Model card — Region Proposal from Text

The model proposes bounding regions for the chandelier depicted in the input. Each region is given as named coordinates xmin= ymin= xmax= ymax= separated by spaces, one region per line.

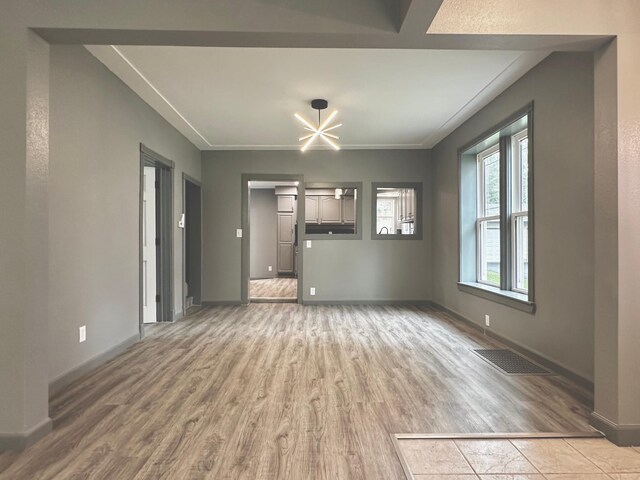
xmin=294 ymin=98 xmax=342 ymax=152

* * *

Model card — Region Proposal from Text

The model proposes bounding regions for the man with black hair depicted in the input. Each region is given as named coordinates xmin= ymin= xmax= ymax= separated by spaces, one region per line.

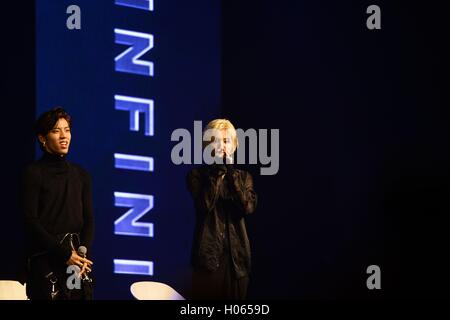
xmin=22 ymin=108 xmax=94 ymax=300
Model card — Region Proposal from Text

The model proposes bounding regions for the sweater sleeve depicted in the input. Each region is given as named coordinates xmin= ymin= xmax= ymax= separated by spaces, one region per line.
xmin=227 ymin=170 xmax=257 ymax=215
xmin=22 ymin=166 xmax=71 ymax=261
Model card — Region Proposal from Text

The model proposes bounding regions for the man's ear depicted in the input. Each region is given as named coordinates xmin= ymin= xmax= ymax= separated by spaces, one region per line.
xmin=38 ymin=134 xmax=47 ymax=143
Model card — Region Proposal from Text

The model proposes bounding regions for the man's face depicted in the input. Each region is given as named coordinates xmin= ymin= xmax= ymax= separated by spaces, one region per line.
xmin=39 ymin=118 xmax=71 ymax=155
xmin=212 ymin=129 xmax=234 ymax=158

### AIM OF THE EXERCISE
Please show each line of the records that contains the string "spaces". Case counts.

### RESPONSE
The model proposes bounding regions for the chandelier depicted in the input. Each region is given as named coordinates xmin= ymin= xmax= ymax= separated by spaces, one region per line.
The model proposes bounding regions for the man with black hair depicted in the input. Each region is given as named coordinates xmin= ymin= xmax= ymax= separated by spaces, one region per line.
The model proposes bounding regions for the sweater sleeve depicted in the input. Each region is given as named coordinates xmin= ymin= xmax= ymax= separated by spaces, one region per line.
The model proposes bounding regions for the man's ear depicted in the input. Each region is given as named coordinates xmin= ymin= xmax= ymax= separated by spaces, one region per line.
The model proposes bounding regions for the man's face depicted in the input. Each region is given as named coordinates xmin= ymin= xmax= ymax= separated by spaces, one region per line.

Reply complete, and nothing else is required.